--- Data entries ---

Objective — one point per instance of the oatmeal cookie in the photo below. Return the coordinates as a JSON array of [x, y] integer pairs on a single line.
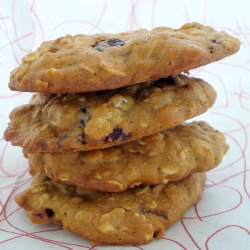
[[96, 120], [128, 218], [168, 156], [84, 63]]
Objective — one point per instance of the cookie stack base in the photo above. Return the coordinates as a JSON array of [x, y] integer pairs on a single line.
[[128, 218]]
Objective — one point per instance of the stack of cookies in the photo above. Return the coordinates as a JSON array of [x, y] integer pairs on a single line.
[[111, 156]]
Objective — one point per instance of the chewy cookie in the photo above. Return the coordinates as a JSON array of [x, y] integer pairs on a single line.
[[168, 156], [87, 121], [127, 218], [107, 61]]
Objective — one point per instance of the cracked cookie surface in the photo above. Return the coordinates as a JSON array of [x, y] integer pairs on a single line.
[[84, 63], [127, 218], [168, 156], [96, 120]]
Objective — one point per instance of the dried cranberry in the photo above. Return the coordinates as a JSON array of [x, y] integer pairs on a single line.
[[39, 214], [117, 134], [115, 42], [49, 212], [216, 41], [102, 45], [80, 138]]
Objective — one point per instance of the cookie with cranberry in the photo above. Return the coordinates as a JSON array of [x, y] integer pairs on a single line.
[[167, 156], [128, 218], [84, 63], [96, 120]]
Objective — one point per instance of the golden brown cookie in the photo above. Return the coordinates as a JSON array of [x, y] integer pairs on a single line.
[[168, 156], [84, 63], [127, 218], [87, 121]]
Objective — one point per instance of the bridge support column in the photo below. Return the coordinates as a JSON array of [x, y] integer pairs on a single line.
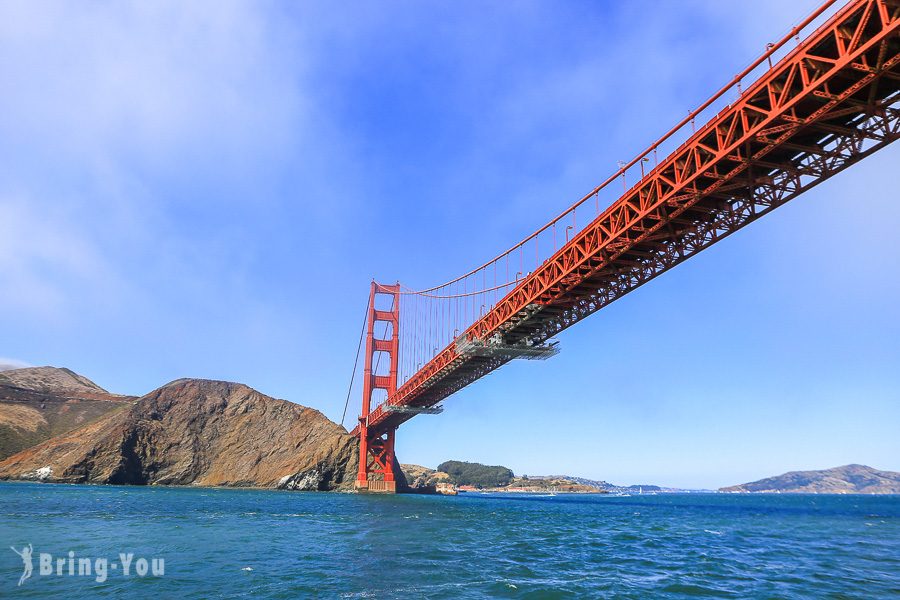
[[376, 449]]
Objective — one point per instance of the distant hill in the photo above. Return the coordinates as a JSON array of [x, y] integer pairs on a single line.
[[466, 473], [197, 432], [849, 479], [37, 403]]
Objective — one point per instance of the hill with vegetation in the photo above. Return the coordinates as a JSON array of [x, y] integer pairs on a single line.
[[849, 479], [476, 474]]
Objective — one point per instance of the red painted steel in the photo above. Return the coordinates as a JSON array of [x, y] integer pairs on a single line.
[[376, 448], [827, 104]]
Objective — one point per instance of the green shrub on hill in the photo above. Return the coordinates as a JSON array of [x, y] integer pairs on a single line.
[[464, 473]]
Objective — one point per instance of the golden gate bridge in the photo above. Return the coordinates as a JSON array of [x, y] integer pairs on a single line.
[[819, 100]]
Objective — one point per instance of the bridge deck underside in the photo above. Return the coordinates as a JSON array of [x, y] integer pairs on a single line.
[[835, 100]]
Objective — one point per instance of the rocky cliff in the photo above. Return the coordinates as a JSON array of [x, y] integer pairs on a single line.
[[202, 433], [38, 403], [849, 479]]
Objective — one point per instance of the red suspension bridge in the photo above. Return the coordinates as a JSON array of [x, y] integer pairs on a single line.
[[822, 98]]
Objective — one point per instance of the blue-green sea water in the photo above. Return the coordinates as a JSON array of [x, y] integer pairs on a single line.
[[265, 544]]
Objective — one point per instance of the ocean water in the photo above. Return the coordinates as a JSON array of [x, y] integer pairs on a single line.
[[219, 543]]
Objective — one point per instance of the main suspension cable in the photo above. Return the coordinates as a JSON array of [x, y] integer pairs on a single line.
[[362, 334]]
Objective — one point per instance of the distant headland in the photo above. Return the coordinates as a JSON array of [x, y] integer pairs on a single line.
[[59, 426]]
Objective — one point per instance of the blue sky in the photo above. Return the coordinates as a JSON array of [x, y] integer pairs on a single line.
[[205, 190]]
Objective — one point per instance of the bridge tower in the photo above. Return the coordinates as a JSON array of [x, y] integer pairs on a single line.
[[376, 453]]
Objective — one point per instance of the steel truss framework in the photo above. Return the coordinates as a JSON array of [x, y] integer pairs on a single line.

---
--- Data entries ---

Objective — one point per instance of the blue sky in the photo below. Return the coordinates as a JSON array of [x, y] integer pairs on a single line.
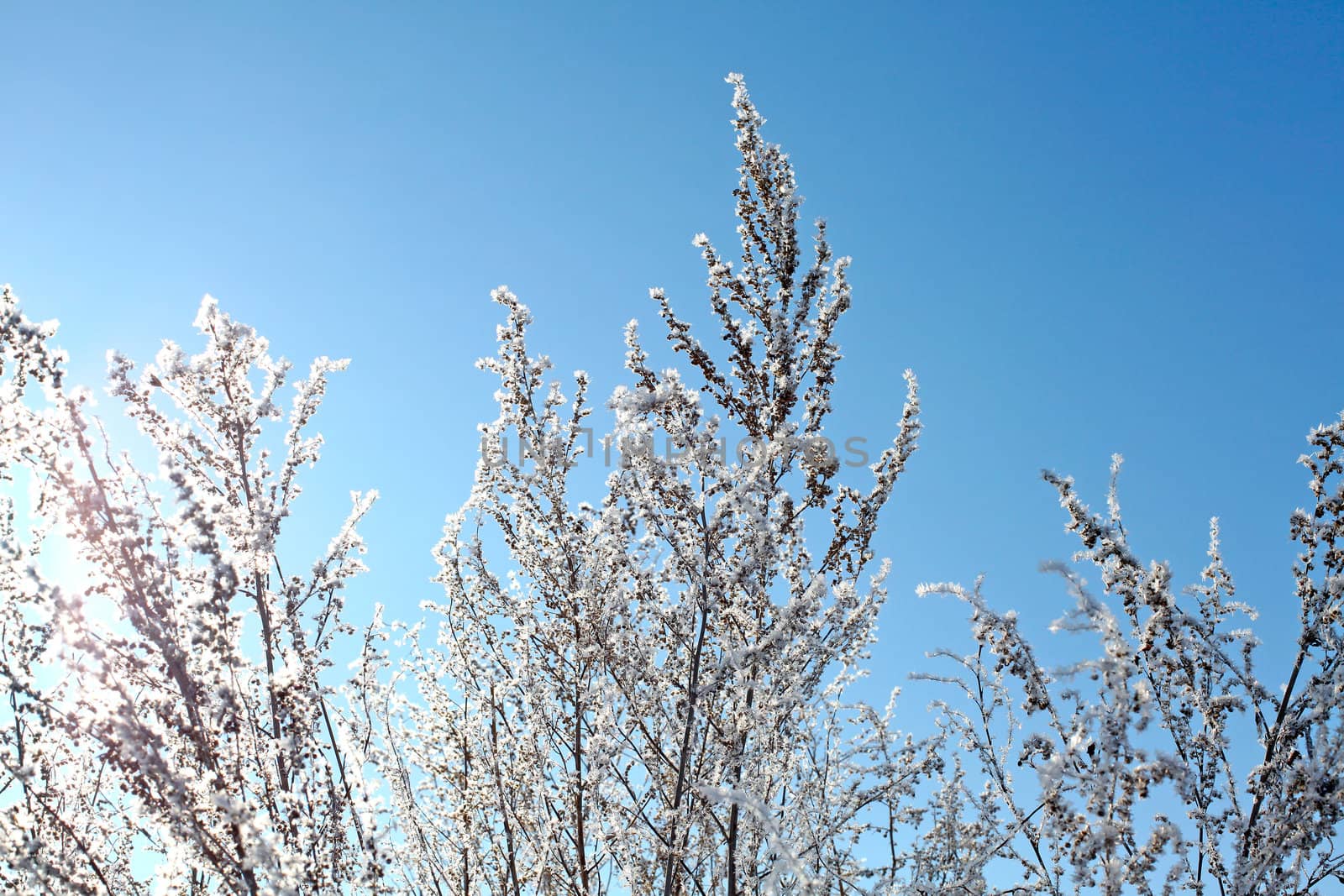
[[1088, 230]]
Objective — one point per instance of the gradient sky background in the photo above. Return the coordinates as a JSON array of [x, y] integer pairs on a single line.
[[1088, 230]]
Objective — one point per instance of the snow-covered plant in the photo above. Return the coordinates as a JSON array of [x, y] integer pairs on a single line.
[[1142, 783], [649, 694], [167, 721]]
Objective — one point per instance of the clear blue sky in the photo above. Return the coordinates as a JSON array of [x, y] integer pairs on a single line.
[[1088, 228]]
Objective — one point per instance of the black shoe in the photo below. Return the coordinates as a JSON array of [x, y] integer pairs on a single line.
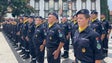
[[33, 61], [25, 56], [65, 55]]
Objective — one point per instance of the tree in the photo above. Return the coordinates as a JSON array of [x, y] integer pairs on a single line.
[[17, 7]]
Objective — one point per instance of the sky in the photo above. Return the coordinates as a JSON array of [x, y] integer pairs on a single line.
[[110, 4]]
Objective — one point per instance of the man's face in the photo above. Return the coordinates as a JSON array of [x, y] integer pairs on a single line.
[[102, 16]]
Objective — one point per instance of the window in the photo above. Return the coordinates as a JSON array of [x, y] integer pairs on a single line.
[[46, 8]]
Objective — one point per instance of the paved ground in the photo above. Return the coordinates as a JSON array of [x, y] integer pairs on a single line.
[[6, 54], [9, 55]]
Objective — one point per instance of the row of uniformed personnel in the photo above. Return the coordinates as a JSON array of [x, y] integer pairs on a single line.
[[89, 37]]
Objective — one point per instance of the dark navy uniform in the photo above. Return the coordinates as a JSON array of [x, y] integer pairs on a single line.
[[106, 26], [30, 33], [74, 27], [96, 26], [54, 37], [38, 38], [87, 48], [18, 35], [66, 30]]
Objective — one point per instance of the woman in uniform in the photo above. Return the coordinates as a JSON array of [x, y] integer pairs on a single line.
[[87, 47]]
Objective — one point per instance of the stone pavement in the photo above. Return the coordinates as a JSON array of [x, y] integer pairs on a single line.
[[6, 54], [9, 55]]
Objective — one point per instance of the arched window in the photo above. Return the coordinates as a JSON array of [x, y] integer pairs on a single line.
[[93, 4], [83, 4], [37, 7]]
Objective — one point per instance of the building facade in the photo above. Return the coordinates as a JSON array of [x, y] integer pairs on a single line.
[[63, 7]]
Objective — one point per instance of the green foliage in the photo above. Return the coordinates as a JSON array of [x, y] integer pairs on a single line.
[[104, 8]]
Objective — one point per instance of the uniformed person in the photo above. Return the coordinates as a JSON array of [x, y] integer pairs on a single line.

---

[Problem]
From the listing above, pull out every line from the one containing "Objective — one point per instance of the oatmeal" through the one containing "[[84, 63], [127, 218], [168, 156], [96, 120]]", both included, and copy them word for word with the pictures left out.

[Task solution]
Objective — one point per instance of the oatmeal cookie in the photo below. Return the coordinates as a JSON array of [x, y] integer pairs on a single line.
[[96, 120], [128, 218], [168, 156], [84, 63]]
Objective — one point per instance of the cookie stack base in the photo above. Return the coordinates as a JSON array of [x, y] integer pairs on a single line.
[[128, 218]]
Objective — one point per instance of the stack of cookies in the photo above. Return the coordinates as a JSON array of [x, y] integer pairs on a single line.
[[111, 156]]
Objective — one point per instance of the chewy cookie in the photo above. Return the coordinates as a JSON array of [x, y] integer pairs on a single line.
[[168, 156], [87, 121], [127, 218], [107, 61]]
Objective — one point per instance of the cracked cookie surface in the photo above. Return the coordinates as a JSON array of [x, y] integer pairs on a single line.
[[84, 63], [127, 218], [168, 156], [96, 120]]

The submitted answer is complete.